### Problem to solve
How many lines in the items below contain the word "cabinet"? Case counts. Reply with the number only.

***** Entries *****

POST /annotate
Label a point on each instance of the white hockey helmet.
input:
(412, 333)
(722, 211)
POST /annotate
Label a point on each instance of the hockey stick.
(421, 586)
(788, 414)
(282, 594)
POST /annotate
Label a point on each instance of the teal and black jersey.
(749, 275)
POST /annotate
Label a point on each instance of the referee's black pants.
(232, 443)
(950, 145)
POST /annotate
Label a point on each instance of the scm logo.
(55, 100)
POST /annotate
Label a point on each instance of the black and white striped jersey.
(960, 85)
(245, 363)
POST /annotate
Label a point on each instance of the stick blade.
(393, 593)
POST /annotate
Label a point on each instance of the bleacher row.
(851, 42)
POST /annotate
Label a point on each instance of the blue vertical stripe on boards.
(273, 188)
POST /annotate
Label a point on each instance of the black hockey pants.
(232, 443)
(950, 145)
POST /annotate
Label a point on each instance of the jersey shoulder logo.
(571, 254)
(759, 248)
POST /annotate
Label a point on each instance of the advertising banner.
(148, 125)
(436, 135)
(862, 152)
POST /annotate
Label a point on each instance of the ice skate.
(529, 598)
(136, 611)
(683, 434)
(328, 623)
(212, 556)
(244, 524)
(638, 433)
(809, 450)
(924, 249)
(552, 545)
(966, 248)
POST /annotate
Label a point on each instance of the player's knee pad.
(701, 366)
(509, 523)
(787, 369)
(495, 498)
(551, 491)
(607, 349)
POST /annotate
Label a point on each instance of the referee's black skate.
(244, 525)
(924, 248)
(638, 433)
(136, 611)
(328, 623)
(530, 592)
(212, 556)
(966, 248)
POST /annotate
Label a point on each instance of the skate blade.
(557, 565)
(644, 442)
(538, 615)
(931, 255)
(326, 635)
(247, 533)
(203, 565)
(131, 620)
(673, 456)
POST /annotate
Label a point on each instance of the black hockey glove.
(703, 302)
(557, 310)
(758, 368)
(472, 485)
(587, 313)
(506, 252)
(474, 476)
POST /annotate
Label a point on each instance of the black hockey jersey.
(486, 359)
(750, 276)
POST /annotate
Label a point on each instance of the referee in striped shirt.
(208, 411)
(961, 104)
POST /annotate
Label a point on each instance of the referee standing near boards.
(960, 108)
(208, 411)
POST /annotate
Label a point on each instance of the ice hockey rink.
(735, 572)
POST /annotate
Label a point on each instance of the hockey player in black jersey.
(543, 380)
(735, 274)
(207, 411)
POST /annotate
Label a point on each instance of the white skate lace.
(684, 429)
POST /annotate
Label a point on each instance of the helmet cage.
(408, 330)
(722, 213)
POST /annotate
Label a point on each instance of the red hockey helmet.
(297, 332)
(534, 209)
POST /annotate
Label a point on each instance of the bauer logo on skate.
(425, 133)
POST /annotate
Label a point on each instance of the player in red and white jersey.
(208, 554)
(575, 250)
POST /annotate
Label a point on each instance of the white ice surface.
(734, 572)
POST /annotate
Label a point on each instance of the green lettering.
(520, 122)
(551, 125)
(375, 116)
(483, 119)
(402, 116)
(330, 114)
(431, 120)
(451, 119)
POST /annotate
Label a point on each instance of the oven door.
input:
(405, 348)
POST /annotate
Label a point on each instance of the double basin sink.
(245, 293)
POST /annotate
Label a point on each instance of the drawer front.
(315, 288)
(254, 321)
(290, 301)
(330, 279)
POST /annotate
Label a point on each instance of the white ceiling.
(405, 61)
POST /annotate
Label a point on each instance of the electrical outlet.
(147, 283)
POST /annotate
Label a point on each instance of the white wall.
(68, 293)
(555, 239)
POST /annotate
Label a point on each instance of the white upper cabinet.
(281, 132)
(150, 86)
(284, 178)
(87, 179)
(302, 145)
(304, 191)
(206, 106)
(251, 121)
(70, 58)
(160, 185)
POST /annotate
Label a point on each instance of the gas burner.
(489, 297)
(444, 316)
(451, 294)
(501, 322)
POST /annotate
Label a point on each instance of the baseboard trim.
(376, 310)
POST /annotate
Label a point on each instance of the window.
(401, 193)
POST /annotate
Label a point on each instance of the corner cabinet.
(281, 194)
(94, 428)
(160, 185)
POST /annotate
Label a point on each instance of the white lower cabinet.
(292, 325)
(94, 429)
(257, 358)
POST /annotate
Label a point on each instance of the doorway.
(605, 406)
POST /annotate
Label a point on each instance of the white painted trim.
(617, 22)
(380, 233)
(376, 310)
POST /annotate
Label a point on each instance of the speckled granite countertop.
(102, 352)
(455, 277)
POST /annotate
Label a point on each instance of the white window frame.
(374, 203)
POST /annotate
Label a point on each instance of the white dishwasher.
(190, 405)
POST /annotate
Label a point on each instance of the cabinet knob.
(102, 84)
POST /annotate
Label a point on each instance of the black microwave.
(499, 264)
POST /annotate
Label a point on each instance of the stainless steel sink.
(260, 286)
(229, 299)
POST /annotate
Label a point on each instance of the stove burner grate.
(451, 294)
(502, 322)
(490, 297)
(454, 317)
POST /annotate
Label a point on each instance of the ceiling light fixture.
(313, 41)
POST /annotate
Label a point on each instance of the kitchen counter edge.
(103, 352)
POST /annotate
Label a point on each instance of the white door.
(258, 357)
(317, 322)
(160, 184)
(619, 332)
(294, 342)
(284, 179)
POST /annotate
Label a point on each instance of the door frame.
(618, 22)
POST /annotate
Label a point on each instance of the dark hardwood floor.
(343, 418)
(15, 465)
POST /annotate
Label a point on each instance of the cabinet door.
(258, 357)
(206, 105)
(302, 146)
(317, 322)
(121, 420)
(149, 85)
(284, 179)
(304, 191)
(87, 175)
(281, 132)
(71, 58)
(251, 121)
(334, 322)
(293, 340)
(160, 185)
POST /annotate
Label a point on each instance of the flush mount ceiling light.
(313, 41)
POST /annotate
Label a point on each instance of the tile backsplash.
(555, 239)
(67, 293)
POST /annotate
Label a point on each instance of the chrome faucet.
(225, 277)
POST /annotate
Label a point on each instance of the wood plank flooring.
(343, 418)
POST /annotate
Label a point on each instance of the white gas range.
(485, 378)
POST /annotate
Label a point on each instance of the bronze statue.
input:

*****

### The result
5